- [Objective]:
Pull from the listing below every line containing the word "handle", treating uppercase and lowercase as different.

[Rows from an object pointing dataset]
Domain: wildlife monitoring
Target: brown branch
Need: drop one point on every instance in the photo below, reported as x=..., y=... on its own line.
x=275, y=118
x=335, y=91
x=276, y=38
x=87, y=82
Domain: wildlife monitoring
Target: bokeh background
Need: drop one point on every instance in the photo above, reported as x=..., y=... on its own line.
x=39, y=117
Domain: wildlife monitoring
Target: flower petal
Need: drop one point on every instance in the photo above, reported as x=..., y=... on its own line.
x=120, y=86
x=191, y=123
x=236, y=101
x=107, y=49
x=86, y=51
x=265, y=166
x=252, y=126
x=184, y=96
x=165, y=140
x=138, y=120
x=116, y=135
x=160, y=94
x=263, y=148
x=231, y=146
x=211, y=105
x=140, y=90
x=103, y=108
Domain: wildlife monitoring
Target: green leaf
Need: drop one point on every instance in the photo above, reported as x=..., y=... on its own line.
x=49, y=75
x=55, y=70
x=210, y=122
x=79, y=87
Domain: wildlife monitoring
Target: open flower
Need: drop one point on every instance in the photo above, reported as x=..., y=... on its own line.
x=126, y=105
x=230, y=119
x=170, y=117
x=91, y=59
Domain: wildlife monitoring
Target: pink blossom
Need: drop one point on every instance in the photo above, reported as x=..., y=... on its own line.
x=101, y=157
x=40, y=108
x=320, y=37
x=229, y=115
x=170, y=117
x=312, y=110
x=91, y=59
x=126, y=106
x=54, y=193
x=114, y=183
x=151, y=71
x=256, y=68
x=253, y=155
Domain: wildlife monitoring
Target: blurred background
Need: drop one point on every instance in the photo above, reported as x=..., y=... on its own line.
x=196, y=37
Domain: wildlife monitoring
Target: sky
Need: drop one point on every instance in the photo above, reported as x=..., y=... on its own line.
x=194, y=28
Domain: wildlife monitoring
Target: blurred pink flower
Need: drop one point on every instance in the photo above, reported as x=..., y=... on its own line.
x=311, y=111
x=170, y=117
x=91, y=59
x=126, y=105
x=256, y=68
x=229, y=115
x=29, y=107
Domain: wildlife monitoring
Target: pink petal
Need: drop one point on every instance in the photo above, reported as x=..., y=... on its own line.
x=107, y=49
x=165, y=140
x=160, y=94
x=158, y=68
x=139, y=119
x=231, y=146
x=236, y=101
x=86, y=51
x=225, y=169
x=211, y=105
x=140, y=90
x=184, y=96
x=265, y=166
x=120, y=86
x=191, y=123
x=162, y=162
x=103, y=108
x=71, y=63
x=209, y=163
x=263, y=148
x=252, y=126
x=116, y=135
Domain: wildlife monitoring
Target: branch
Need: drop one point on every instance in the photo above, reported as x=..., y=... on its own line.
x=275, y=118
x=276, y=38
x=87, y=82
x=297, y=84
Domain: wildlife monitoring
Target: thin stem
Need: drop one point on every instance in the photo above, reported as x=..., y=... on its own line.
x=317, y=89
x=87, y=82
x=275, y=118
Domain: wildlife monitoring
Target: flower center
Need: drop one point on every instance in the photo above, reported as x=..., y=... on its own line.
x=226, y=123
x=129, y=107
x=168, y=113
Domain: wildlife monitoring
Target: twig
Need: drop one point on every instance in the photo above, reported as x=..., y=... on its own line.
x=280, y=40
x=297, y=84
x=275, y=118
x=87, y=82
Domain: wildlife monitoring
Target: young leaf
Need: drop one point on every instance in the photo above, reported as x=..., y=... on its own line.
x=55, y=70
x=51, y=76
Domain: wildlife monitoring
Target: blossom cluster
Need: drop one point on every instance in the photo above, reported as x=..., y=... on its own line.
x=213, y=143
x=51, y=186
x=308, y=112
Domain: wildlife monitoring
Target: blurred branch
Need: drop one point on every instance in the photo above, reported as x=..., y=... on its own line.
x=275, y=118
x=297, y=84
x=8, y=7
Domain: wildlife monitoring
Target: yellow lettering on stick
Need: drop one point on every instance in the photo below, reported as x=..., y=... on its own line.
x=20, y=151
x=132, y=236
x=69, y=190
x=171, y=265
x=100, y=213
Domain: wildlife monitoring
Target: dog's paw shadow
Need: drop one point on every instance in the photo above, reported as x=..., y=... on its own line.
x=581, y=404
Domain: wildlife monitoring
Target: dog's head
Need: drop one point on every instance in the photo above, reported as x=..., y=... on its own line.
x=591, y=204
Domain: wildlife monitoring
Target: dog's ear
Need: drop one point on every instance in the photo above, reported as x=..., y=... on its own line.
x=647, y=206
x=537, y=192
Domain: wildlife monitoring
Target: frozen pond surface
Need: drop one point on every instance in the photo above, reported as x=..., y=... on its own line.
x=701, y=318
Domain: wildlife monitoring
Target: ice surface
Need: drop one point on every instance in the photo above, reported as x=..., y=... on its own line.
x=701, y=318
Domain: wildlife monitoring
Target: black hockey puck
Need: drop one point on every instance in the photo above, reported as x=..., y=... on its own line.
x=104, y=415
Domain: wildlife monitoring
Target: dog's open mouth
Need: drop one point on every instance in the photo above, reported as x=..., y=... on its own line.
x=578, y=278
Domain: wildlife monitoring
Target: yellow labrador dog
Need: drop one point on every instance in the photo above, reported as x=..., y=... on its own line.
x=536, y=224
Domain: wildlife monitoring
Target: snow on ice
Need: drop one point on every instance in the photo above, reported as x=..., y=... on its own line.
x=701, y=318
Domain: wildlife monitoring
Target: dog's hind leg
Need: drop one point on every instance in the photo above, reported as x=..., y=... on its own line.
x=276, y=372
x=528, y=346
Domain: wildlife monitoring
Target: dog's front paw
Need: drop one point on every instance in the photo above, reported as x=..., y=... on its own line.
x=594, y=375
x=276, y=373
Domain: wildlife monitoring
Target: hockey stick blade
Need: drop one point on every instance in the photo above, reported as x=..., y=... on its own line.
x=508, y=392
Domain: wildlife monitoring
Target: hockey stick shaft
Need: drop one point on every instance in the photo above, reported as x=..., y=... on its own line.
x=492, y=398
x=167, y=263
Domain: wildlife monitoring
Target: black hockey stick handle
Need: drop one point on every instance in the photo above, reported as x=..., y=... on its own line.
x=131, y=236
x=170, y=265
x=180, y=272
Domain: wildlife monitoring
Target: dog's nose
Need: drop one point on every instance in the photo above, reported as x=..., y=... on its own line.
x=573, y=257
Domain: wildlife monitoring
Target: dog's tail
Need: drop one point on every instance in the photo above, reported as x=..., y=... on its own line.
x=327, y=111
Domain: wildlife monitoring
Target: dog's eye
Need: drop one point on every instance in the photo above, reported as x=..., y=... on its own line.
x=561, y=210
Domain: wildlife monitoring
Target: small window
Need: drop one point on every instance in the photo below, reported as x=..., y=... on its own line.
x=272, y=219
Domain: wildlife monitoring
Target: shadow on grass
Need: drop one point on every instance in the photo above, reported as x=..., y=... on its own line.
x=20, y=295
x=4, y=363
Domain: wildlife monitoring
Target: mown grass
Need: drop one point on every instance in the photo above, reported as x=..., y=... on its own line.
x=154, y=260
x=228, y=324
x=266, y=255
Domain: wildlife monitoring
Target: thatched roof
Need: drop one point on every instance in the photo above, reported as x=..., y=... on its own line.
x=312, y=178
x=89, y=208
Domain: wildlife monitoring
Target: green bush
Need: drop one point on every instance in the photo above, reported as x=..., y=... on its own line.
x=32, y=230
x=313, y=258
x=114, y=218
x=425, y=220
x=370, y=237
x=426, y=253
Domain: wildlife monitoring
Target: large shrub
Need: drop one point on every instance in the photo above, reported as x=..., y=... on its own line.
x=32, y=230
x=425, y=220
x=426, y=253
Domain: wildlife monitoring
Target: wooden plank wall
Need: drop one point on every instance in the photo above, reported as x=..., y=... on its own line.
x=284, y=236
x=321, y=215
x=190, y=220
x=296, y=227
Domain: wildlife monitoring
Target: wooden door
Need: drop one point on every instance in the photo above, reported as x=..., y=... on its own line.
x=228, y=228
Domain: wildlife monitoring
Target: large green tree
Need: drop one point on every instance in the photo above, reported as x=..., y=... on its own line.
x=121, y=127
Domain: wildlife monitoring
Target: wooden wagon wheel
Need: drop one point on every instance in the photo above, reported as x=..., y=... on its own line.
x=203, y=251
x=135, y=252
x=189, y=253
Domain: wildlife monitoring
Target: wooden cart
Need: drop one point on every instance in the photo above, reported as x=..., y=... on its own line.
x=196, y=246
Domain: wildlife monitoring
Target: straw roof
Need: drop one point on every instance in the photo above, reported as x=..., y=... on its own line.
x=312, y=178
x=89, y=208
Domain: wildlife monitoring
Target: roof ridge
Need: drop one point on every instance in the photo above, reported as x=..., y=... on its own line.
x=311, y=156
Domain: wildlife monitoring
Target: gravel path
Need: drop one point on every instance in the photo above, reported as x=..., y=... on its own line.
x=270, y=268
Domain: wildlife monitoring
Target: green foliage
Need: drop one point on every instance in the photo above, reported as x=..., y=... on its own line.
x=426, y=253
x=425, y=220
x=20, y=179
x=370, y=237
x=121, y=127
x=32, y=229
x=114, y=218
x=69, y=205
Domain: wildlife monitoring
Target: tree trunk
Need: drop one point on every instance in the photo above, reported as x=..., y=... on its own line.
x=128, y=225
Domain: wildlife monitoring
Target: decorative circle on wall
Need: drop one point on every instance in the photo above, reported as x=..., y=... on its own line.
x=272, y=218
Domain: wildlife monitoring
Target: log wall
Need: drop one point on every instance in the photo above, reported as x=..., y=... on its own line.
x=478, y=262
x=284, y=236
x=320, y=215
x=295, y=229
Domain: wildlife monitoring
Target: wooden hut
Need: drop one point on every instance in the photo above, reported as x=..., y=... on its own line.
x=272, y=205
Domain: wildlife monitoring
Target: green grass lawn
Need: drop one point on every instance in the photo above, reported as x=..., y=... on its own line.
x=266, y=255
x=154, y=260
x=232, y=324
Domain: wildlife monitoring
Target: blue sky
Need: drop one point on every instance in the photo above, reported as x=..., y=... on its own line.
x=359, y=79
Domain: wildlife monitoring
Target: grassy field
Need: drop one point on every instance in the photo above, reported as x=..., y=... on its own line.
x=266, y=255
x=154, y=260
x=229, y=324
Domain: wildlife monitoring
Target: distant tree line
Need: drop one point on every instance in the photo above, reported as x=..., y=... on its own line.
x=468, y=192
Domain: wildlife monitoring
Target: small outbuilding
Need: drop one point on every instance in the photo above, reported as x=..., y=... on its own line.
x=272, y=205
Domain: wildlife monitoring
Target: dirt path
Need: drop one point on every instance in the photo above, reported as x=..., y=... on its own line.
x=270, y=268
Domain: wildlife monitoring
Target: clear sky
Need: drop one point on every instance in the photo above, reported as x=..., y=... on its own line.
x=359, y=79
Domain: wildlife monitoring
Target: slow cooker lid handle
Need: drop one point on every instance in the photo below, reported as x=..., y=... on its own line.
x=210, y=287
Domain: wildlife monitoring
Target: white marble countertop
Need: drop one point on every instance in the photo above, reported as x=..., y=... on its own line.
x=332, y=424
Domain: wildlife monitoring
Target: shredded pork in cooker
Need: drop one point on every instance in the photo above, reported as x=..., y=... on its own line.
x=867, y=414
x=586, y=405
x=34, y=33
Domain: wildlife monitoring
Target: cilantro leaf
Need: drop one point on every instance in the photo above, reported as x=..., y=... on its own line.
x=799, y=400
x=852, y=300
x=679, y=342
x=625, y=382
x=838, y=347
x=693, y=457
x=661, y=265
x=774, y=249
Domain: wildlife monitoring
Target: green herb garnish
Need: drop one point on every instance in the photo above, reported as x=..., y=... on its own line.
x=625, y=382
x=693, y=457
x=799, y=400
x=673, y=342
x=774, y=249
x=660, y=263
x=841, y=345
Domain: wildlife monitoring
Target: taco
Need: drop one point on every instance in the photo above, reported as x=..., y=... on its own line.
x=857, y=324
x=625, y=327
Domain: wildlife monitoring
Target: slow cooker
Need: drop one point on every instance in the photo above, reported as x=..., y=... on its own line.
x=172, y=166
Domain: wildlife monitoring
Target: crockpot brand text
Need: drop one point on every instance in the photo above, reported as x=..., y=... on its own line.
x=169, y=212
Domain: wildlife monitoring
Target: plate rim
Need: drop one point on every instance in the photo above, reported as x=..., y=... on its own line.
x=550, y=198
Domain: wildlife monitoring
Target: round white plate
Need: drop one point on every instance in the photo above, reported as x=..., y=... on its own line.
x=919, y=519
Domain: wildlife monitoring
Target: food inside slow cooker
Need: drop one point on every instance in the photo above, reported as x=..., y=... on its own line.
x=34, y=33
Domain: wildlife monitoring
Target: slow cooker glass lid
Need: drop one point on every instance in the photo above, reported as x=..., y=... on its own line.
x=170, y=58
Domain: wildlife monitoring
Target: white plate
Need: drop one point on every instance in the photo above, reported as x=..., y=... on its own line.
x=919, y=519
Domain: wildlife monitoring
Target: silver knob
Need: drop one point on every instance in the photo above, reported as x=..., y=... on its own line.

- [Response to the task]:
Target: black hockey stick handle
Target: slow cooker lid handle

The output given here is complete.